═══ Reading text

It is easy to forget that the Earth is a blue, water-dominated planet; continents and islands make up only 29 per cent of the Earth's surface and water covers the rest. 

As an island continent, Australia has a vast marine estate (see breakout box) with enormous economic and environmental wealth. Projections suggest that Australia's marine estate could support a prosperous and healthy blue economy worth $100 billion each year by 2025 if we focused investment on the biggest development and sustainability challenges facing our oceans.

In 2015, the National Marine Science Committee (NMSC) mapped out the way to help Australia realise this potential in the National Marine Science Plan 2015–2025. The NMSC is an advisory body that promotes the essential role of high-quality marine science in developing Australia's blue economy. It has 39 member organisations, including the FRDC, that conduct and use marine research across Australia.

The plan was a call to action outlining the marine science needed to provide the knowledge, technology and innovation to address seven critical challenges that Australia needs to overcome if we are to achieve the potential of our blue economy.

Those challenges are: 

• maintaining maritime sovereignty, safety and security; 
• achieving energy security; 
• ensuring food security; 
• understanding and adapting to climate variability and change; 
• conserving our biodiversity and ecosystem health; 
• creating sustainable urban costal development; and 
• developing equitable and balanced resource allocation.

The Midway Point

So, six years on, how are we tracking against the plan?

══════

▶ Requirements
Answer these questions from the text on Australia's marine science plan:
(a) What percentage of the Earth's surface do continents and islands make up?
(b) According to projections, what could Australia's blue economy be worth each year by 2025?
(c) How many member organisations does the National Marine Science Committee have?

═══ Data block

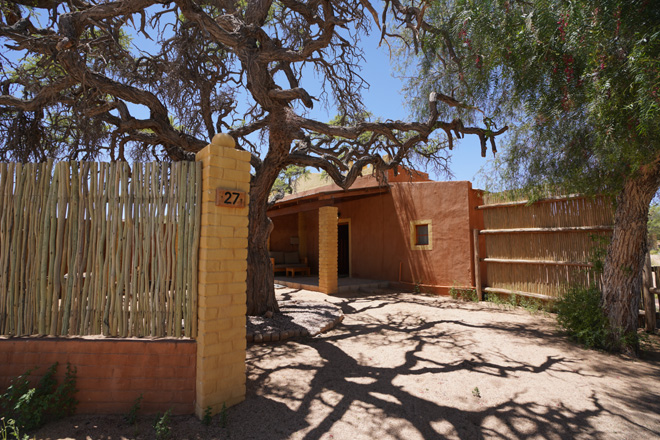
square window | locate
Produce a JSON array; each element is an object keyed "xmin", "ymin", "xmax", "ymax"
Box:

══════

▶ Exercise result
(a) 29 per cent
(b) $100 billion
(c) 39